*** Opening of INFORMATION GIVEN ***
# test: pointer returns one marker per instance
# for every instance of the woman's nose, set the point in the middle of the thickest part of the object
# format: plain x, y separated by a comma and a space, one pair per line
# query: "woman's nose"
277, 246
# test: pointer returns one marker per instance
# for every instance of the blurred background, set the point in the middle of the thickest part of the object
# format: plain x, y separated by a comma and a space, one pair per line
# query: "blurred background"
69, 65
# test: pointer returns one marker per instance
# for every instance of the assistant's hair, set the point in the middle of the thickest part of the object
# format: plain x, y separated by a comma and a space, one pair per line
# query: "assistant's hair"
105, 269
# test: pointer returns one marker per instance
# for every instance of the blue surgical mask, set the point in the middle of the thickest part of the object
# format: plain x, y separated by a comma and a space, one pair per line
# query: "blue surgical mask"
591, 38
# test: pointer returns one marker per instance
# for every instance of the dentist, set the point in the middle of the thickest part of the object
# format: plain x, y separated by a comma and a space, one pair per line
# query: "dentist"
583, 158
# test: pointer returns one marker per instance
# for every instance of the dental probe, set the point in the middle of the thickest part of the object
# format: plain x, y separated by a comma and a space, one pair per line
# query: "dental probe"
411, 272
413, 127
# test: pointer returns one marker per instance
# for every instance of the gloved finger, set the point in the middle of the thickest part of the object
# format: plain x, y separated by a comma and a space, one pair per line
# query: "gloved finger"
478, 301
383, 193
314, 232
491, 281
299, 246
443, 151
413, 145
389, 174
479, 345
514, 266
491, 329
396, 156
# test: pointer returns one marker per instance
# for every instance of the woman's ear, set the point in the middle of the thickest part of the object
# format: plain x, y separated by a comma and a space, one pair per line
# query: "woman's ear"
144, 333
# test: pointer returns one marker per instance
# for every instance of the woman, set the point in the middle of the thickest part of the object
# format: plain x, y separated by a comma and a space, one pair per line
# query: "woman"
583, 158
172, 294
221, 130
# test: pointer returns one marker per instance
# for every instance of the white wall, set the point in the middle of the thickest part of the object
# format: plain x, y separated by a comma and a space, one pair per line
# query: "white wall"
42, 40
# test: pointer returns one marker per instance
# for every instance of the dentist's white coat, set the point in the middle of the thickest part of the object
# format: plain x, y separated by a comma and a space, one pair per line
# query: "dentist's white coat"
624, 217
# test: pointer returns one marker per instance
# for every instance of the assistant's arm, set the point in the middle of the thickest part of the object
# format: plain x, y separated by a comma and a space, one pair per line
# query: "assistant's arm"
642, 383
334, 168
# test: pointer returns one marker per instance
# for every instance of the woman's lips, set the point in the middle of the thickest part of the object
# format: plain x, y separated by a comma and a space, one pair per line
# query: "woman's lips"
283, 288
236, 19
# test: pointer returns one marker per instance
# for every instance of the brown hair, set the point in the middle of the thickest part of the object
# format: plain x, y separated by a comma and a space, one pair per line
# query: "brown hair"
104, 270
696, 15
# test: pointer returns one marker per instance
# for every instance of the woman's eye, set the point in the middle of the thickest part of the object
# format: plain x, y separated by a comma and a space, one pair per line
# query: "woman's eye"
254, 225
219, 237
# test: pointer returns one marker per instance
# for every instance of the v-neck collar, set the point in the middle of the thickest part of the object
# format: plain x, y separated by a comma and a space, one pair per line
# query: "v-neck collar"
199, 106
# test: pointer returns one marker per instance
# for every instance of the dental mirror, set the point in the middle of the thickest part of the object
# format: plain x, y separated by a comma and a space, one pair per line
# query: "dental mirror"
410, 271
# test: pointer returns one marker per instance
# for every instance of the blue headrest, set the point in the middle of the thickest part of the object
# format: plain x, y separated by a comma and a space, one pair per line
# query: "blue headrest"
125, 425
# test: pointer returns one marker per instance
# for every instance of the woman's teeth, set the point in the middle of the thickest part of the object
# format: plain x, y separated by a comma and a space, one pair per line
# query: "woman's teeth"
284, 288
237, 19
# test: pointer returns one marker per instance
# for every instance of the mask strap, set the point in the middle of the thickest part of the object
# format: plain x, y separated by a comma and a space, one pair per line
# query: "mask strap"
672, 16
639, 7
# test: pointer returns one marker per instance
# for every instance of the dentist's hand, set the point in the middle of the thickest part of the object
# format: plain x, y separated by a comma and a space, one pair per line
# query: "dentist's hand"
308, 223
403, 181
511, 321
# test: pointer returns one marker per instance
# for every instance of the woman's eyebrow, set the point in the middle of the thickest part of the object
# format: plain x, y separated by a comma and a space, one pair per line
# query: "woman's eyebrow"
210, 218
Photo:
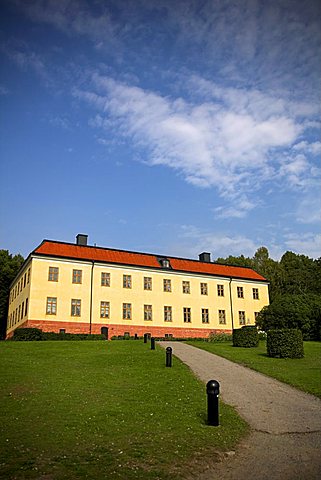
*** Close of INFORMATION GIVEN ***
◆ TASK PROMPT ◆
Output the entries above exactly, without their pictures.

◆ OUTPUT OF THE EXERCISE ◆
# test: pointer returns one marker per instance
# for every instance of the woman's nose, set the point in the middle of the thickest part of the object
# format: plain x, y separated by a comma and a space, one pair per line
# query: "woman's nose"
277, 246
# test: pointer returns one marker per instance
# for every instance of the blurred background, set the point in the middle of the thickest part of the object
# format: plain x, y separated by a comma and a space, one pair per line
# query: "blurred background"
69, 65
# test: pointer returns one marker per instance
# for every instance of the assistant's hair, set the point in the middle of the thickest part of the object
# format: plain x, y separated by a comma and a space, one pair per line
# query: "assistant's hair"
105, 269
# test: pointer returns one marker per instance
# for every instance of the blue surgical mask, set the point in the middle of the thickest part of the object
# format: plain x, y separated by a comma and a space, one pair per line
# query: "blue surgical mask"
591, 38
# test: pointer returns one marker per instance
# for every instance of the dentist, set the point in the middle of the thickest part of the object
# format: plain x, y separated by a comma and a space, one pair per line
# query: "dentist"
583, 158
# test: pointer returns one marker per instance
# for every instance of the dental probe, set the point in the middle of the thickest part of the object
# format: plain x, y separated by a comma and a space, one pair per line
# query: "dental probe"
411, 272
413, 127
# test: pointer returns one marker per instance
# for every instance of the gloved finger, set the point in the middle of the thickest part of the object
# format: plain x, y separated by a comma and a space, one pair per line
# query: "gloved finger"
478, 301
383, 193
314, 232
491, 281
299, 246
443, 151
413, 145
389, 174
479, 345
514, 266
491, 329
396, 156
# test: pointer returns one marker per instance
# for every instance of the woman's ear, set the point in the middle of the thickest part of the object
# format: plain x, y separated by a comma and a space, one pair per line
# query: "woman's ear"
144, 333
# test: pointer returns one marker per instance
# for every instance of the woman, set the point in the middle of the thickest part of the object
# format: plain x, y separated by a comma and a space, one pair per line
# query: "woman"
583, 158
172, 294
221, 130
# test: pointer returns one marker per instance
# for every instance of the white wall, set the point in the middle of the thickest part of the object
# format: plain x, y separated by a comma and a space, one pair per line
# query: "white wall"
42, 40
# test: pointer returns one marker per instance
# for every instance of the dentist's white coat, set the point in the middle of the thickest part of the object
# format: plain x, y separated by a comma and a space, one pair per line
# query: "dentist's white coat"
624, 217
# test: pointer returns one marker per instance
# for every instance of the assistant's arm, set the point in the middle of the thickest part of the object
# format: plain x, y separated by a comma and a space, one pair per line
# query: "assistant's arm"
642, 383
334, 168
# test: pointer returns one marker per instance
# for every instance of the woman's lips, set the point in the middle of the thickest part of the object
# format: plain x, y separated by a comma and a space, one pair per line
# query: "woman's lips"
283, 288
236, 19
# test: pointer returns one marker per instance
# for every instance of the brown hair, set the point in the middle of the thickest part of the object
# format: plain x, y separated by a comma and a space, one pair per line
# query: "brown hair"
104, 270
696, 15
# test: pointer returns one marker per instance
# for every instance of the woman's eye, set the point in the middle of the thickest part of the object
# format: plain x, y separated by a comma and a space, one pair per line
# query: "woman's eye"
254, 225
219, 237
# test: pointer returns one marker per instance
# for every instance of the v-neck collar, set the point in the middle of the thickest part of the object
# format: plain x, y separated by a comma and a space, one pair per line
# query: "v-neck collar"
199, 106
# test: pointer returns one marker per instance
# for every instance of the dental mirror, set the point in the middle of the thickest part of the object
# format: plain x, y separated by a comma and a space, one pair per line
# query: "dental mirror"
410, 271
# test: pointer returns one marker per instance
# for every instance of the blue headrest, set the point in the middle of the thickest part of the object
# format: plain x, y separated by a comma and a space, one pair per line
# query: "blue headrest"
125, 425
# test: pointer returns one marker per instance
# for every instance of the woman's teeth, set the point in the middle of the thickest part of the object
# format: plain x, y separated by a comma and a space, one pair per line
# query: "woman's teeth"
284, 288
237, 19
# test: pointer returns one marker per instance
# for every instance of the mask strap, set the point in the middle of the thickest part of the object
# format: plain x, y separated by a comma and a space, one pair per line
# query: "mask strap"
672, 16
639, 7
# test: pointer returns one marker per instance
# for every instance of the dentist's hand, set the point in the middle of the thickest part of the object
# format: plain x, y separated by a comma and a space, one pair per line
# query: "dentist's hand"
308, 223
403, 181
511, 321
# test: pointer returns one marker per instance
# for every instance of the woman's eyebrow, set the point in the middle of the thickest part of the object
# format: plain x, y separated by a comma and a space, one pair per line
# query: "woman's eyebrow"
210, 218
Photo:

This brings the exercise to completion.